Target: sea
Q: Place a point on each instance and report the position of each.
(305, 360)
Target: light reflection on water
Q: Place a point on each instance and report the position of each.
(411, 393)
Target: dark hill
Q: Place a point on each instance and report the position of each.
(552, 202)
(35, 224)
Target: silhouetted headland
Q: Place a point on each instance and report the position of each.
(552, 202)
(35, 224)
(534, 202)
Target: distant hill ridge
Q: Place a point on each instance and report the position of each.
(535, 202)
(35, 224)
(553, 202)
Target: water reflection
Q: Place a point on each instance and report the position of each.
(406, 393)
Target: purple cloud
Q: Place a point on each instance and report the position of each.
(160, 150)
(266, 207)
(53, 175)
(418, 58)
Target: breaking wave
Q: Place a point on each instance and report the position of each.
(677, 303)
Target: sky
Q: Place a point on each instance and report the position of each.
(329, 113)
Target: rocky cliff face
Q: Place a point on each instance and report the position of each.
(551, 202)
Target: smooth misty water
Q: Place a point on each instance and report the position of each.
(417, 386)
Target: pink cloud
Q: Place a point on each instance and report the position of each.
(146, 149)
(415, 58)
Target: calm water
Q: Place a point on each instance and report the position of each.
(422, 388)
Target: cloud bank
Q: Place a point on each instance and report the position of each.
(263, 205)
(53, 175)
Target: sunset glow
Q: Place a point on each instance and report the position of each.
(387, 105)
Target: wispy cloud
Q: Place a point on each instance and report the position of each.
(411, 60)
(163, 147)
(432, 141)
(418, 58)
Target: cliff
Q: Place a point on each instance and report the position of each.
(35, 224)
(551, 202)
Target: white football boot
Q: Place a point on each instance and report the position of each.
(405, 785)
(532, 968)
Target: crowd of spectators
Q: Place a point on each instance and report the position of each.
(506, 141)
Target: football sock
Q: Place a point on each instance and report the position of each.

Exercise objective =
Only the number is wanted: how many lines of the material above include the word "water"?

Written solution =
4